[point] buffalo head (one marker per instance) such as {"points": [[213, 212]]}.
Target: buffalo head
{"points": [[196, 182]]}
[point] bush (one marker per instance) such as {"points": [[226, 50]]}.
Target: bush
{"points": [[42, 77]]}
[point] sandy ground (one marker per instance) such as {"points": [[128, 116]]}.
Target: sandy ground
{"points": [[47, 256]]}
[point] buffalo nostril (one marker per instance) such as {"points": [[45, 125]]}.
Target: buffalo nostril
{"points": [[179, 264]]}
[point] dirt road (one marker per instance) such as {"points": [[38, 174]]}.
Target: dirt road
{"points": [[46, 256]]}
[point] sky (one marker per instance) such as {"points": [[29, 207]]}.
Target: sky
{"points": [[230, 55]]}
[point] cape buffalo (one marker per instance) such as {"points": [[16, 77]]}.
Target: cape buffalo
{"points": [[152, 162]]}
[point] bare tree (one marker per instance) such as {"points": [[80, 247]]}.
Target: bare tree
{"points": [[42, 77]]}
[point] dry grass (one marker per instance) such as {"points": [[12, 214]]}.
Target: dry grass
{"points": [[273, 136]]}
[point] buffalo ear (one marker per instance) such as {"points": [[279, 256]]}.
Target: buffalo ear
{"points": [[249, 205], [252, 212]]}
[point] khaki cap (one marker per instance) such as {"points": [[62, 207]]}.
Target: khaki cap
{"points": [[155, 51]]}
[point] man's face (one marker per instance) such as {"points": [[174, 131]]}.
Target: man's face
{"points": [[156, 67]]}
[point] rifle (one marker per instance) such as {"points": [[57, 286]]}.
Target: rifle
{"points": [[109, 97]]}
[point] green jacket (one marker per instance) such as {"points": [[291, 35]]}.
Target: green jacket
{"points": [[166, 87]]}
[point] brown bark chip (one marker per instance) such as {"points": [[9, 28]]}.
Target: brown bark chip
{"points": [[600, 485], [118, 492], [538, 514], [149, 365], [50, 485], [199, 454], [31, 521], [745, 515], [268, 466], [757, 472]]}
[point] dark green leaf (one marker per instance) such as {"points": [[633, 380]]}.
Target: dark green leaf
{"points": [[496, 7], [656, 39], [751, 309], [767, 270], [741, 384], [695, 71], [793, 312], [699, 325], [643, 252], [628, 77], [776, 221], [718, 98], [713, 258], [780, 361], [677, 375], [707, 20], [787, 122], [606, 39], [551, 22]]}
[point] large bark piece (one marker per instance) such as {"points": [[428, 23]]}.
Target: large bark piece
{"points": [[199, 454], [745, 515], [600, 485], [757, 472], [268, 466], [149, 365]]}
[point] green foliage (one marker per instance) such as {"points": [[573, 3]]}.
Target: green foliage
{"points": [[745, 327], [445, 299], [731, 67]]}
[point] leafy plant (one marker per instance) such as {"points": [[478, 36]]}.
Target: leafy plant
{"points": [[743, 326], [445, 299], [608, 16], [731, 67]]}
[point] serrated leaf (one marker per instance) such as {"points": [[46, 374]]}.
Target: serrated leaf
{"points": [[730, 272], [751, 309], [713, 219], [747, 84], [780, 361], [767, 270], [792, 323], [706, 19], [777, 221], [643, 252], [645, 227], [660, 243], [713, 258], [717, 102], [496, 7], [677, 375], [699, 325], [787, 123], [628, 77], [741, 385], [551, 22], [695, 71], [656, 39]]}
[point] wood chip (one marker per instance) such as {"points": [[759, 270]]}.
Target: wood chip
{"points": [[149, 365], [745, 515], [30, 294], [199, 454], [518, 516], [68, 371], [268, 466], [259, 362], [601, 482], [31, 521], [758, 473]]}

SET PROBLEM » Please quote every record above exactly as it appears.

WRITTEN SOLUTION »
[point] buffalo head (one marker per instance) such as {"points": [[213, 212]]}.
Target: buffalo head
{"points": [[196, 182]]}
[point] bush (one marker per instance) such as {"points": [[226, 50]]}.
Target: bush
{"points": [[42, 77]]}
[point] sandy ground (one marker per instance) such as {"points": [[128, 116]]}.
Target: sandy ground
{"points": [[47, 256]]}
[point] buffalo nostril (one marker per instance) such as {"points": [[45, 125]]}.
Target: buffalo nostril
{"points": [[179, 264]]}
[point] dirt road (one marker per instance) such as {"points": [[38, 174]]}.
Target: dirt road
{"points": [[46, 256]]}
[point] sky (one marker per instance) such as {"points": [[29, 207]]}.
Target: sky
{"points": [[230, 55]]}
[point] cape buffalo (one marker per instance) such as {"points": [[16, 77]]}.
Target: cape buffalo
{"points": [[152, 162]]}
[point] bare tree (one marker per instance) such as {"points": [[80, 247]]}.
Target: bare tree
{"points": [[42, 77]]}
[point] dry grass (one marker per instance) such as {"points": [[12, 214]]}.
Target: dry grass
{"points": [[273, 136]]}
[point] buffalo ear (one marker per instance) such as {"points": [[279, 256]]}.
Target: buffalo ear
{"points": [[249, 205], [252, 212]]}
[point] khaki cap (one marker per instance) such as {"points": [[62, 207]]}.
Target: khaki cap
{"points": [[155, 51]]}
[point] man's face (one marker per instance) such as {"points": [[174, 131]]}.
Target: man's face
{"points": [[156, 67]]}
[point] rifle (one marker per instance) such as {"points": [[57, 286]]}.
Target: rifle
{"points": [[109, 97]]}
[point] green jacket (one marker per instance) such as {"points": [[291, 35]]}.
Target: green jacket
{"points": [[166, 87]]}
[point] brown bark chip (one marker per instance) such as {"points": [[9, 28]]}.
Target: brown bark chip
{"points": [[600, 485], [118, 492], [538, 514], [149, 365], [50, 485], [199, 454], [31, 521], [745, 515], [268, 466], [757, 472]]}
[point] dark green leaf (one marker per instance) such as {"points": [[633, 380]]}.
Target: dark green leaf
{"points": [[496, 7], [656, 39], [751, 309], [767, 270], [741, 384], [695, 71], [793, 312], [699, 325], [643, 252], [628, 77], [776, 221], [718, 98], [713, 258], [780, 361], [677, 375], [707, 20], [787, 122], [606, 39], [551, 22]]}
[point] large bark piece (one marker per instance) such as {"points": [[428, 23]]}.
Target: large bark piece
{"points": [[199, 454], [745, 515], [600, 485], [757, 472], [268, 466], [149, 365]]}
[point] green foliage (one marker per instance) such as {"points": [[573, 3]]}.
Target: green foliage
{"points": [[745, 327], [445, 299], [731, 67]]}
[point] leafy plant (one marker per instance) such as {"points": [[478, 36]]}.
Target: leafy plant
{"points": [[743, 326], [445, 299], [608, 16], [731, 67]]}
[point] serrated leaf (one marker per instance) such as {"points": [[46, 374]]}.
Target: serrated leaf
{"points": [[730, 272], [751, 309], [713, 219], [747, 84], [780, 361], [767, 270], [792, 323], [706, 19], [777, 221], [643, 252], [645, 227], [660, 243], [713, 258], [717, 102], [496, 7], [677, 375], [699, 325], [787, 123], [628, 77], [741, 385], [551, 22], [695, 71], [656, 39]]}
[point] wood chip (one marker per instance) such as {"points": [[759, 270]]}.
Target: wood chip
{"points": [[149, 365], [745, 515], [30, 294], [199, 454], [518, 516], [68, 371], [268, 466], [259, 362], [601, 482], [31, 521], [758, 473]]}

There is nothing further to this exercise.